- [Exercise]: Copy all the material below, exactly as it stands.
# start of Exercise data
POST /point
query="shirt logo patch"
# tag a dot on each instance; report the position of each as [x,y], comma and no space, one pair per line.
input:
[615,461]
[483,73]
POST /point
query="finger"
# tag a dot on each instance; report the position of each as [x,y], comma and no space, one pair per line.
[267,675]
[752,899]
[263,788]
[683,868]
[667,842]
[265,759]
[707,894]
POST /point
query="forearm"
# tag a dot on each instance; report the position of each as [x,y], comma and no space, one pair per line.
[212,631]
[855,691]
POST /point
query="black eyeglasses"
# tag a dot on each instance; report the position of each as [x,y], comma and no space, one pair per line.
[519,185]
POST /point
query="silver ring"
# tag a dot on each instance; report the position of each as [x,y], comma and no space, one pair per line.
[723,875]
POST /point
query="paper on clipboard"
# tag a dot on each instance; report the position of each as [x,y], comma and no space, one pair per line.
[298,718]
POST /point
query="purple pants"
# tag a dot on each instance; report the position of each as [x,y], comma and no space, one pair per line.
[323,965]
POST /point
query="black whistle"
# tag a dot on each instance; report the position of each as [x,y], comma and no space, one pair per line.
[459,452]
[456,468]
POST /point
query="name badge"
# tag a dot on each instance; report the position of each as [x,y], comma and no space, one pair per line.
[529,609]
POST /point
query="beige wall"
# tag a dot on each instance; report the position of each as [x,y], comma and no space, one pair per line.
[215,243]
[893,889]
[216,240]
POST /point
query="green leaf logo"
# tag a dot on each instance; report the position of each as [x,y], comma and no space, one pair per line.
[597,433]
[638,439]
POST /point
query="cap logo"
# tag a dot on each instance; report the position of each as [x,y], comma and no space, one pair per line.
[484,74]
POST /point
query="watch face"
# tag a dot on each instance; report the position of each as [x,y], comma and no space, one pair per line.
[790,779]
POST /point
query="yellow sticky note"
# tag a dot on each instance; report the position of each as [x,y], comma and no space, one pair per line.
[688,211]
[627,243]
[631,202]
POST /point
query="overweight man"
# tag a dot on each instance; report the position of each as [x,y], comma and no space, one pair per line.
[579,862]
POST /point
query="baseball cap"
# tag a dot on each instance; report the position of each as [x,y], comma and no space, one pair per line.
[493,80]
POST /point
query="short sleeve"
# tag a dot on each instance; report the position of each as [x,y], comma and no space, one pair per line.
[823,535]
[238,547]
# end of Exercise data
- [Result below]:
POST /point
query="shirt logo patch"
# tag a dot on each instance; report the position of each as [x,y], comma and no space, one pair per line.
input:
[615,461]
[483,73]
POST /point
query="finger"
# tag a dot on each instance; report the position of each as [x,y], comma and no space, one pair per line.
[267,675]
[752,899]
[263,788]
[683,868]
[667,842]
[265,759]
[707,894]
POST /point
query="forearm"
# tag a dot on each instance; report the position of each as [x,y], comma and no space, one pair per line.
[212,631]
[855,691]
POST /point
query="black eyeglasses"
# tag a dot on each instance; report the position of each as [x,y], comma and no space, one pair per line.
[519,185]
POST /point
query="silver ring"
# tag a dot on each instance; report the position of each as [x,y], comma and no space, one pair per line.
[723,875]
POST /point
query="paper on clipboard"
# tag a dot on each instance; report the position of each as [x,y], comma and no space, one pair per line.
[298,718]
POST /point
query="purple pants"
# tag a dot on each instance; report the position of each as [x,y], comma and no space, one pair per line.
[323,965]
POST /point
query="black whistle"
# tag a dot on each instance; report the position of each as [x,y], comma and no space, one pair per line.
[459,452]
[456,468]
POST /point
query="name badge"
# tag a dot on each instance; report the position of each as [x,y], comma and no space, one pair per line.
[529,609]
POST /point
query="beige wall"
# tag a dot on each instance; report the position of each as [x,y], comma and no space, one pair per line.
[215,243]
[893,889]
[216,240]
POST /point
query="green leaf logo"
# tag a dot on each instance; report the position of each as [x,y], comma and no space, one pair per line.
[597,433]
[638,439]
POST /point
query="cap logo"
# tag a dot on each instance; report the position of each as [x,y], comma and no space, one pair per line.
[484,74]
POST /point
query="watch face"
# tag a dot on each instance; report the position of each as [x,y], comma and no space, one pair per line.
[790,779]
POST /point
query="yellow sticky note"
# tag a dot on each instance; report the position of each as [x,y], comma and no space, one pair per line.
[688,211]
[627,243]
[631,202]
POST /point
query="overweight man"
# tag a dot on each instance; report the position of each as [x,y], comma and no space, one pair per line.
[579,862]
POST /point
query="baseball cap"
# tag a dot on each instance; report the position of each as [x,y], comma and no space, one pair per line.
[493,80]
POST /point
query="short sleeve"
# tag a dot on each instance; report the position of each as [x,y], comma and no space, one pair per line.
[823,535]
[238,547]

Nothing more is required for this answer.